History of Fillmore Hatchery

Fillmore Hatchery is located in a former citrus grove bordering the Santa Clara River. It was one of the first "warmwater" trout hatcheries constructed in California to produce catchable-sized fish. The water is about 60°F which supports fast growth for trout.

Initial testing of the water supply began in 1941. In 1942, 30 ponds, 4 cottages, a feed room, and a garage building were constructed at a cost of approximately $74,000.

Fillmore Fish Hatchery was dedicated as a state hatchery in 1942. Initially Fillmore was constructed with earthen ponds which were supplied by both spring and well water. 1968 and 1972 saw renovations with construction of a total 40 concrete ponds and two additional wells. Fillmore currently utilizes 1 large well along with one recirculation pump to conserve water. Water temps average at 60 degrees.

Fillmore Hatchery is a production trout hatchery which receives fertile trout eggs from a CDFW egg production hatchery. Once hatched, fish are raised for one year before release for recreational angling. On average 700,000 trout are released yearly into local lakes and streams primarily in Southern California.

-*-*-

- _WHAT YOU NEED TO DO_:
(a) Using the Fillmore Hatchery history, answer each question on its own line:
(i) In what year did initial testing of the water supply begin?
(ii) How many concrete ponds were built in the 1968 and 1972 renovations?
(iii) On average, how many trout are released each year?
(b) Summarize the Fillmore Hatchery history in two sentences.
(c) Print the part of the Fillmore Hatchery history that opens with the words containing "Fillmore Hatchery is a" and closes with "in Southern California.".
The lines that come after this text have nothing to do with it.

-*-*-

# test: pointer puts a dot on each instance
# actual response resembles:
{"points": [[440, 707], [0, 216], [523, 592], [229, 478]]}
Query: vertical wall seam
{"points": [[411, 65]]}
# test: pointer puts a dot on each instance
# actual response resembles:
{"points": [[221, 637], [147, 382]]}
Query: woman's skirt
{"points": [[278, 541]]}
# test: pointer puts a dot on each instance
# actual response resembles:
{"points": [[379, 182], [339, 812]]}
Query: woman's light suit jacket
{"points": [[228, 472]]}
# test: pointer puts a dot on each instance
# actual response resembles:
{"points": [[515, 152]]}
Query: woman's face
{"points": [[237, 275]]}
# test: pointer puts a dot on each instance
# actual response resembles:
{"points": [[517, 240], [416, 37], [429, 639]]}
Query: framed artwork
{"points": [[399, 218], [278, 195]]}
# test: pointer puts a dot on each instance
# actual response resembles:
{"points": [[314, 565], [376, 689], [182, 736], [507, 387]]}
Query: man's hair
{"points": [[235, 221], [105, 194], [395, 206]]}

-*-*-

- _SOLUTIONS TO THE EXERCISE_:
(a)
(i) 1941
(ii) 40
(iii) 700,000

(b) Fillmore Hatchery sits in a former citrus grove beside the Santa Clara River and was dedicated as a state hatchery in 1942. It was one of California's first "warmwater" trout hatcheries, and it raises trout from fertile eggs for one year before releasing an average of 700,000 yearly into local lakes and streams, mainly in Southern California.

(c)
Fillmore Hatchery is a production trout hatchery which receives fertile trout eggs from a CDFW egg production hatchery. Once hatched, fish are raised for one year before release for recreational angling. On average 700,000 trout are released yearly into local lakes and streams primarily in Southern California.